● READING PASSAGE:
============================================================
# Hybrids at petco



## jdooley195 (Oct 19, 2009)

Finally happened...the Petco in Bend, Oregon has hybrid tincs. 

Looked like and Alanis with green instead of yellow, and really ugly yellow-green legs and belly with a lot of spots. Looks yellow in pic, but its stripes are green.


----------



## epiphytes etc. (Nov 22, 2010)

What do they have it labeled as, and do they have just the one?


----------



## jdooley195 (Oct 19, 2009)

There's two of them in there...labels say 

"tinctorius 59.99" 

and 

"tinctorius azureus 69.99,"

though I did not see any azureus in there. Sad day.


----------



## Dev30ils (May 1, 2012)

You should consider writing an email to the corporate office at Petco. Generally they seem to care about the animals from a rescue/conservation perspective. Make them aware why the hobby is against hybrids 

The small animals/ reptile managers in the stores usually make the animal purchases for the stores. If they're buying from a questionable source the corporate office may shut it down.

Just some ideas.


----------



## FroggyKnight (Mar 14, 2013)

Dev30ils said:


> You should consider writing an email to the corporate office at Petco. Generally they seem to care about the animals from a rescue/conservation perspective. Make them aware why the hobby is against hybrids
> 
> The small animals/ reptile managers in the stores usually make the animal purchases for the stores. If they're buying from a questionable source the corporate office may shut it down.
> 
> Just some ideas.


I could be wrong, but I believe they order their dart frogs through California Zoological Supply. Cal Zoo used to have a pretty good reputation, but now I do not have as much faith in them. They now purchase some of their stock from other breeders so that they can keep up with demand. To me, this means any dart frogs from Petco are possible hybrids and may even come from DFW. 

I highly doubt that Petco would drop Cal Zoo as one of their suppliers, but they may decide to stop ordering dart frogs if you voice your concerns like Matt said.

John


----------



## JJuchems (Feb 16, 2004)

Before jumping to hybrid, it would be nice to see a better quality picture. As a hobby we need to be careful of jumping to conclusions, this can be taken as slander. 

PetCo uses a mixture of regional and national vendors, it varies by location. The last Cal Zoo price list I saw from early in the month of December only had Matecho and Yellow Galacs. I am not going to post their other suppliers but most of the dart frogs have been coming from a national supplier they use.


----------



## jdooley195 (Oct 19, 2009)

Unless there is a 'Powder Green' I have yet to hear of...it's a hybrid.

Also, the fact that it's just labeled as tinctorius vs. tinctorius "something" would point that direction as well.

I'll get a better picture though.


----------



## hypostatic (Apr 25, 2011)

One thing to consider is, do you think they can even keep the frogs alive for a good amount of time? The frogs are probably being fed adult crickets or something...
============================================================
● SOURCE DATA:
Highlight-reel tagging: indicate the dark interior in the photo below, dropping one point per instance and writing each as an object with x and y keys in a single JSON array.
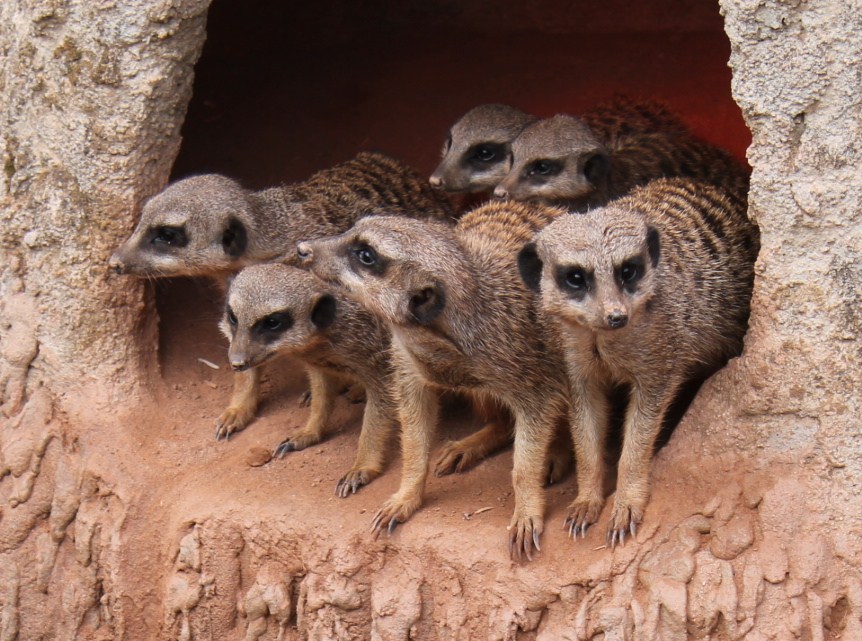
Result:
[{"x": 285, "y": 89}]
============================================================
● GIVEN PROBLEM 1:
Decide whether each statement below agrees with the forum thread about hybrid frogs at Petco. Answer yes or no for each, and quote the words from the thread that decide it.
(a) One of the labels in the store gave the price 59.99 for "tinctorius."
(b) jdooley195 saw azureus frogs in the store.
(c) The last Cal Zoo price list that JJuchems saw included only Matecho and Yellow Galacs.
● GIVEN PROBLEM 2: Carry on the forum thread about hybrid frogs at Petco, starting after its final post.

● TASK ANSWER 1:
(a) Yes: "tinctorius 59.99"
(b) No: "though I did not see any azureus in there"
(c) Yes: "only had Matecho and Yellow Galacs"

● TASK ANSWER 2:
----------



## FroggyKnight (Mar 14, 2013)

hypostatic said:


> One thing to consider is, do you think they can even keep the frogs alive for a good amount of time? The frogs are probably being fed adult crickets or something...


I think if the employees have half a brain, the frogs will live long enough to be sold. I've seen Mantella species sit in stores for well over a year and the tincs at my local petco are being fed melanogaster fruit flies (and their smallest crickets). Realistically, dart frogs are more resilient than we give them credit for and while they might not be as bullet proof as a pixie frogs and other common "beginner" amphibians, they are certainly capable of surviving pet store conditions.

This frog may just be a regular locality tinc, but since it has no background information it is probably best to avoid giving it a locality and just keep it an unknown. 

John


----------



## hypostatic (Apr 25, 2011)

Ehhh, it's not really whether the employees have both halves of their brains or not, it's more about how well informed and what management tells them to do.

First of all, the employees HAVE to take care of the animals the way management tells them to. From what I've seen in petco stores, all frogs are kept pretty much the same: wet soil/substrate, water dish, maybe some furniture, and pretty big crickets. And from the picture that looks like the case for this frog. If you didn't know better, you'd assume that darts should be kept the same as red-bellied toads or pixies. And if you're told that's what you have to do (as an employee), that's what you HAVE to do.

I don't know, darts can be pretty resilient, but even on DB, where people are afraid of posting their failures due to negative scrutiny, you'll encounter threads where frogs were kept a little too warm, or wet, or not fed the correct supplements, or on the wrong substrate, which eventually led to the demise of a frog. I would be surprised if this won't be the case here.


----------



## dravenxavier (Mar 12, 2008)

A few things. I'll preface this by saying that I manage the companion animal departments (reptile, aquatics, small animal and bird) for one of the bigger stores here in NJ, just so no one thinks I'm just speculating. I will also mention that here in NJ, we are very limited in what the company will allow us to carry, and darts are one of the things we are not able to get at the moment, so my information may be slightly dated. First, the darts are not coming from California Zoological as far as I can tell. Nor are they coming from Gourmet Rodent, our two primary suppliers. I will try to see if I can find out the vendor, but seeing as I cannot order them anyway, I may not be able to find out.

Second, the management thing is partly true, but some stores do have some wiggle room. Certainly how "wet" the soil is kept is not something that is explicitly pointed out. However, if concerns are raised (legitimate ones, not speculative ones, PLEASE), feel free to contact the corporate office. Any sort of customer communication, good or bad, is taken very seriously and forwarded to the store. If you have a suggestion for a large supplier of reptiles that can provide locality tincs, then forwarding that information may be helpful to them as well.


----------



## DragonSpirit1185 (Dec 6, 2010)

hypostatic said:


> One thing to consider is, do you think they can even keep the frogs alive for a good amount of time? The frogs are probably being fed adult crickets or something...


They do sell fruit flies 

I saw some powder blues recently or they might have powder greys. I went there every other day with fruit flies and supplements and fed them until they got their own fruit flies in. They had them in the back in their quarantine room. 
I was there a lot checking on them. I didn't want them to die.
One of them wound up dying and the other eventually got sold. 
They came in as assorted tincs. 

Before that they got in some Mantellas and they all died.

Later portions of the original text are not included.